-- Exercise description --
Rescale every row below by rewriting all of its lines, including the category and keypoint lines, and multiply each x and y coordinate under "Points:" by 0.3, rounding to the nearest whole number with halves going up. Leave the pictures out of your answer.

-- Supplied data --
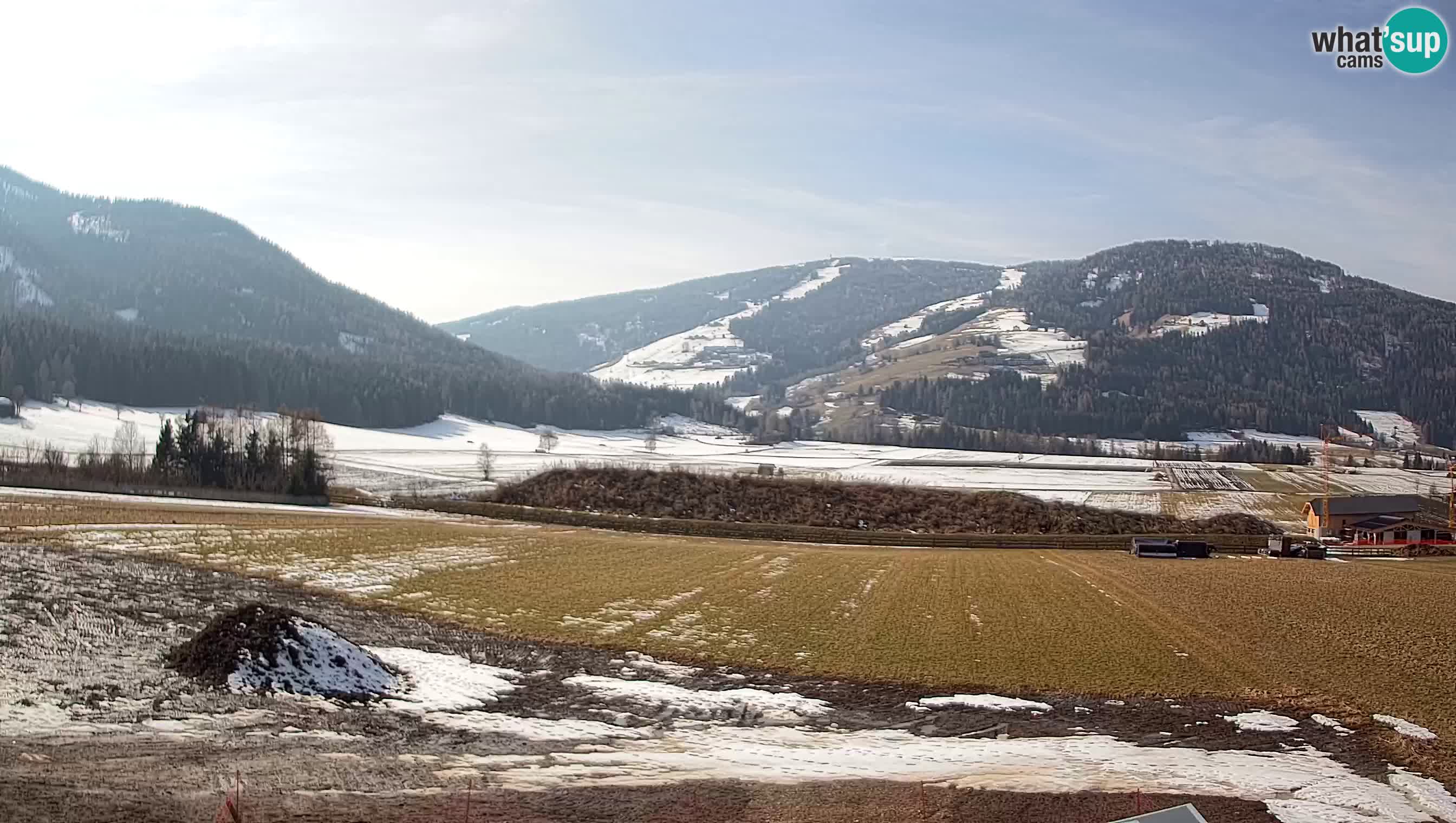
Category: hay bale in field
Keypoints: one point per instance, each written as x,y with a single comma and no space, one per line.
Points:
264,649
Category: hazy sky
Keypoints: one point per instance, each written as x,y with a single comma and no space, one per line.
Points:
459,156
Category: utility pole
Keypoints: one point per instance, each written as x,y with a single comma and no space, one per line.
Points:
1324,524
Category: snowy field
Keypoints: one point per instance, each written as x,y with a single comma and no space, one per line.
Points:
1010,280
710,353
1391,427
440,458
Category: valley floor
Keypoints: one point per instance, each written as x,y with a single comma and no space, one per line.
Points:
798,689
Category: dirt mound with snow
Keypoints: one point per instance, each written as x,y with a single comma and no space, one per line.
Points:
264,649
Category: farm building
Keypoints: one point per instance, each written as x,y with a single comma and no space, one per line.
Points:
1347,510
1395,529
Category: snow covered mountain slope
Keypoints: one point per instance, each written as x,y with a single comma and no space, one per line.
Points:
710,353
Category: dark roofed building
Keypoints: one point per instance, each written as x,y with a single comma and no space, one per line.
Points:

-- Reply to the exercise --
Category: hay bale in field
Keypoints: one point per instance, each written as x,y with a single comma and no space, one per line.
Points:
79,195
Category: hazy sky
Keypoints: one point per instance, each written as x,y with a single comma and no space, one per line.
Points:
138,47
Category: utility pole
Keypoints: one point per instance, each written as x,y with a single comma and no space, one per line.
Points:
397,157
Category: snowy field
Keypoints: one point per instance, each written as x,y with a single comma and no space, one per line.
Points:
303,84
213,106
417,128
132,137
Category: valley floor
Keypoints: one point per instance, each written as x,y with a single comma and no space, one per line.
Points:
239,207
Category: dirt mound with snow
Keypoints: one point per instance, each written as x,y with a single comma and no space, one per line.
Points:
79,195
Category: farm building
Keypoints: one point per instance, each written as x,y with a single comma and no space, one per line.
Points:
404,153
419,159
Category: snow covered mountain slope
Keypoints: one point per instance, each written as x,y with a single comma and no space, one per line.
Points:
213,106
Category: dark roofed building
Keypoints: one point per instance, each written as x,y with a single comma and no space, one per line.
Points:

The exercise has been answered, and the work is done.